:: PROVIDED DATA ::
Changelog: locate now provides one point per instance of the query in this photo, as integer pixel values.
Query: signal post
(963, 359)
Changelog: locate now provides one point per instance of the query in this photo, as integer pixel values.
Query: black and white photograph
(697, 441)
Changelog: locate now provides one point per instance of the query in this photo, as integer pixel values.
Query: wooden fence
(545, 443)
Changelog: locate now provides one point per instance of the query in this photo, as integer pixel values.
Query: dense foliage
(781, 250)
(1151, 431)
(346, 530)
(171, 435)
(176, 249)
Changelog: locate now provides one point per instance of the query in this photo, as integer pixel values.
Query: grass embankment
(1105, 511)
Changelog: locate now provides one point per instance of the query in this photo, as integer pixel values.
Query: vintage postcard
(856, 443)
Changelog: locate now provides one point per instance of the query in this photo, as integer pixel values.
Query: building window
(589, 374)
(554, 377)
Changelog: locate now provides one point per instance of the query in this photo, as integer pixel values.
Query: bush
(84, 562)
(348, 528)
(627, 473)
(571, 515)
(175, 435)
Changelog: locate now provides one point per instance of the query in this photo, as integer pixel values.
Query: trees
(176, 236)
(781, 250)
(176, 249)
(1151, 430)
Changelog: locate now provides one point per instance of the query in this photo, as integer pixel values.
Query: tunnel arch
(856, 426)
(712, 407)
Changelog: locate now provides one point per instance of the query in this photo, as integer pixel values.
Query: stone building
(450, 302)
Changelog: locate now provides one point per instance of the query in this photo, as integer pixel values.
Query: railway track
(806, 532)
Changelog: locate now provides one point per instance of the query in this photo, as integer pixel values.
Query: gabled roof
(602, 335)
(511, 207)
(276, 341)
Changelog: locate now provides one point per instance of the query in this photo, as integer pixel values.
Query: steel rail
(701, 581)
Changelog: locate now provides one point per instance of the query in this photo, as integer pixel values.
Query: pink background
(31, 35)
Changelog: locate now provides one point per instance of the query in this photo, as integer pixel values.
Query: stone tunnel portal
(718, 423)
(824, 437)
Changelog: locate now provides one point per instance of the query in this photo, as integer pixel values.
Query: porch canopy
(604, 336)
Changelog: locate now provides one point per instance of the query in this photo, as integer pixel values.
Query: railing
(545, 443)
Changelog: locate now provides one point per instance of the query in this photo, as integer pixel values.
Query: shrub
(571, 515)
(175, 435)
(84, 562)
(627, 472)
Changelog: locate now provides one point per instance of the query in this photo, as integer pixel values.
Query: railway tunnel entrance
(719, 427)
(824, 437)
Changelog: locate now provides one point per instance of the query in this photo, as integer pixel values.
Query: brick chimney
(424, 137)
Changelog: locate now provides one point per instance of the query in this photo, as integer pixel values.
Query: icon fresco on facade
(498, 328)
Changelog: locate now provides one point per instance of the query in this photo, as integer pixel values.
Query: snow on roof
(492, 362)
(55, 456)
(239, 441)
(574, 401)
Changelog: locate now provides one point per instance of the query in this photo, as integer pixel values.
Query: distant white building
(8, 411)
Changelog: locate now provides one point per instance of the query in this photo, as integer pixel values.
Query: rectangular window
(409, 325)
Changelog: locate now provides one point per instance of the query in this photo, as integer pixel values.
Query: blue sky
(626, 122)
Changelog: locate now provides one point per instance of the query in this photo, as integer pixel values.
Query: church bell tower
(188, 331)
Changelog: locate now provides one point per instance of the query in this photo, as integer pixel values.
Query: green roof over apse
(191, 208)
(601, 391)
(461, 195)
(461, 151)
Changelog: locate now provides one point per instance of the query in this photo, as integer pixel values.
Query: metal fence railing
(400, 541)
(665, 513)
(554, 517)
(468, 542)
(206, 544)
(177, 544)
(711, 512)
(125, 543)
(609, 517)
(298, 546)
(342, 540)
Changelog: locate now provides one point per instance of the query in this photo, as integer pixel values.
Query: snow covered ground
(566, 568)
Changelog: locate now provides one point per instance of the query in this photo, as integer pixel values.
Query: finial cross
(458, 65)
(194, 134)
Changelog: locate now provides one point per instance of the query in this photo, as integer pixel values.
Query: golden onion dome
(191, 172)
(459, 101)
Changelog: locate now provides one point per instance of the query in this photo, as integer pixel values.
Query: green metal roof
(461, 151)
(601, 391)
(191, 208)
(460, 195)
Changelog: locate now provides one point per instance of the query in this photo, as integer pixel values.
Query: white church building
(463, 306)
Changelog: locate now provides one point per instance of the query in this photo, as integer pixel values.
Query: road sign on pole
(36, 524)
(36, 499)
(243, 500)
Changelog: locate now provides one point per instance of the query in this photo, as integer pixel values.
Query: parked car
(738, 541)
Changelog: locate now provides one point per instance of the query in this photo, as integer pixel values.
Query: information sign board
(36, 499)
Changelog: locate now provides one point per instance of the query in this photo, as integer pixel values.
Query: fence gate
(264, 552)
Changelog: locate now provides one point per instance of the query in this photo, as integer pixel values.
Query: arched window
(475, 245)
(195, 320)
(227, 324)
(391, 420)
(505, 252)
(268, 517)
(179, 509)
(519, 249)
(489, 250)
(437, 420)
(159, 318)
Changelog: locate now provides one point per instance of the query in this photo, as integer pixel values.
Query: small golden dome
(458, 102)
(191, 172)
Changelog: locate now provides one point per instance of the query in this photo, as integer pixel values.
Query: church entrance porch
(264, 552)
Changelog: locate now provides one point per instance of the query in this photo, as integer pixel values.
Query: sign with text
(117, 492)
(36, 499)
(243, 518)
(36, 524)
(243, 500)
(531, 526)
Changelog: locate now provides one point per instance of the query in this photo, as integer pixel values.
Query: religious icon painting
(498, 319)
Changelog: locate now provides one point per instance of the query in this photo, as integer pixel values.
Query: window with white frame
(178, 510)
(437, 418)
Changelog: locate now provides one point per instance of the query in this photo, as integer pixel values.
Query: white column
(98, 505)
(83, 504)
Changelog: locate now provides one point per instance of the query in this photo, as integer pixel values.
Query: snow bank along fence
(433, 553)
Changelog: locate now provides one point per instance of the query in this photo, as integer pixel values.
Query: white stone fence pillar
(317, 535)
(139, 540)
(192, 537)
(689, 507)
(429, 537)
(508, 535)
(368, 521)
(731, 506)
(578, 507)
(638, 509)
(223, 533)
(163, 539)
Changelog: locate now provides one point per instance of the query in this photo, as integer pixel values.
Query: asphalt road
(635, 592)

:: PROBLEM TO WORK ON ::
Find every line in the records above that contains the word "metal", and copy each of those lines.

:: RESULT FOR THIS EXERCISE ::
Query: metal fence railing
Query: green metal roof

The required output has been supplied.